INFORMATION GIVEN –
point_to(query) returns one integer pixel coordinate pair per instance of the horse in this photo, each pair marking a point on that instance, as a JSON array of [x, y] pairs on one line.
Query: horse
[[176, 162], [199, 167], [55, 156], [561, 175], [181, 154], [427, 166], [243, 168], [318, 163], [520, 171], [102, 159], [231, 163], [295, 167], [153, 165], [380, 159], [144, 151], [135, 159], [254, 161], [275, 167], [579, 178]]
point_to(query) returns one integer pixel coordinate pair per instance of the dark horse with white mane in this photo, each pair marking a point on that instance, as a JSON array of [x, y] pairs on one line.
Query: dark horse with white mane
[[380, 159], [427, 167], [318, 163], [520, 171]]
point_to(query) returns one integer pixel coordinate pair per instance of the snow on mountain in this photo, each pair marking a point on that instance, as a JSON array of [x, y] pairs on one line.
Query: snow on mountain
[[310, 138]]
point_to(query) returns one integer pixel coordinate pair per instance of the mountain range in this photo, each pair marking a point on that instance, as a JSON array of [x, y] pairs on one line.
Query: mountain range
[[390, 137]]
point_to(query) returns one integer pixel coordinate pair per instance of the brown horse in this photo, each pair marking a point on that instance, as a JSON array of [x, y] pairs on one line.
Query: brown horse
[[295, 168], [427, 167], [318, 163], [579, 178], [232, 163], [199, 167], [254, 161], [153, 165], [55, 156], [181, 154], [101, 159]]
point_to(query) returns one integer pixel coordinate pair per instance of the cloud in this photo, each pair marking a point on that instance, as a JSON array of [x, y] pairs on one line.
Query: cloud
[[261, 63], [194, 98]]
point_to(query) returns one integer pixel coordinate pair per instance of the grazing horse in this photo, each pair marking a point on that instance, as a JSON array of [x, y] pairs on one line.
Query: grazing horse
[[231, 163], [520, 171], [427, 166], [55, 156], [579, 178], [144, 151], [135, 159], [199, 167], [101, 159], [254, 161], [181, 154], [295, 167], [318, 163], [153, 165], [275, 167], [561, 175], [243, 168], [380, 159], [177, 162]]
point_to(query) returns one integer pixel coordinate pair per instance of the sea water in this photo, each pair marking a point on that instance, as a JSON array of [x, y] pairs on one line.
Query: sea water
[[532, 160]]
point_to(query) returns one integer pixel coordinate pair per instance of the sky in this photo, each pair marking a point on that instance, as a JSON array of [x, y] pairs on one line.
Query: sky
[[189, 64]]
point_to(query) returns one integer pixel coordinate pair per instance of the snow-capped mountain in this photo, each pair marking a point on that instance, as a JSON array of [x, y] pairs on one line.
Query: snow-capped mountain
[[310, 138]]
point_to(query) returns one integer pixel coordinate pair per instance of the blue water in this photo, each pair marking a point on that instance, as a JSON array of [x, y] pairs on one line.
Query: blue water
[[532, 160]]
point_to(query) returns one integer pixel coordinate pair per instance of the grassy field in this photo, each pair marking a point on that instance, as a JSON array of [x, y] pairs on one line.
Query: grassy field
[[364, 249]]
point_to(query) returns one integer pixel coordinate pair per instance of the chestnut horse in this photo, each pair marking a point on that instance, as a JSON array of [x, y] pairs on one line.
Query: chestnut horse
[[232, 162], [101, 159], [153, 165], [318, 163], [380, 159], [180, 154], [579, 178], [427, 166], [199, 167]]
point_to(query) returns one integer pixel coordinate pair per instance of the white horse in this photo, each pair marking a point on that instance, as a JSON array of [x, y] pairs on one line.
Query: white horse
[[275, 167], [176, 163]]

TASK ITEM – Out of the data above, set down the lines from the one with "Query: snow-capped mountain" to the one with "of the blue", both included, exactly as written and with no additions.

YOUR SOLUTION –
Query: snow-capped mountain
[[310, 138]]
point_to(query) returns one integer pixel coordinate pair per instance of the blue water in this photo, each pair marking a point on that instance, as a JSON array of [x, y] pairs on one line.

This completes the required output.